Reproduce the rows below with "set a dot" swapped for "place a point" wherever it occurs, leaving everything else unchanged.

--- BEGIN RECORDS PROVIDED ---

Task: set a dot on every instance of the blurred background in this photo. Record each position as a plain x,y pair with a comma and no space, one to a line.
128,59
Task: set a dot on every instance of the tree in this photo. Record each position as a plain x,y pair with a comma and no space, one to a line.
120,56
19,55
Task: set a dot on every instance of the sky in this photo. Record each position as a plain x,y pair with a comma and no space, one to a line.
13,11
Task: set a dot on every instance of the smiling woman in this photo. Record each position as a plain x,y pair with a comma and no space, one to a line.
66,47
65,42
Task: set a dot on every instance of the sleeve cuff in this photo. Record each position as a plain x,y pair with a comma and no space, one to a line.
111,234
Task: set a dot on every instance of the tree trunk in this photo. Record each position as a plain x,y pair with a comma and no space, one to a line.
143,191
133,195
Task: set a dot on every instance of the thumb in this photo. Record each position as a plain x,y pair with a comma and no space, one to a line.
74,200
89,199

--- END RECORDS PROVIDED ---

### ANSWER TO THE PROBLEM
Task: place a point on every instance of the blurred background in this photo. Record each position as a plain x,y pair with a comma and no space, one to a line.
128,59
Task: place a point on every instance of the tree in this photo. Record each position as a plain x,y pair with a comma and no space, one to a line.
120,56
19,55
Task: place a point on every instance of the sky in this photo. Record each position as a plain x,y pair with a comma and no space, one to a line.
13,11
Task: place a point on every instance of the smiling woman in this photo. Record each position as a plain x,y pair with a comma and no space, one to a line.
66,47
65,42
Task: place a point on every instance of the sleeve cuff in this photo. Record each position as a plain x,y pair with a comma and no space, one to a line.
111,234
Task: place a point on every instance of the tree trunk in this photo. Record each position as a plain x,y pair with a comma and no space, one to a line.
143,191
133,195
Task: place a point on every instance of the thumb in this photo. Record each position as a plain x,y pair with a comma and no space, one to a line.
74,200
89,199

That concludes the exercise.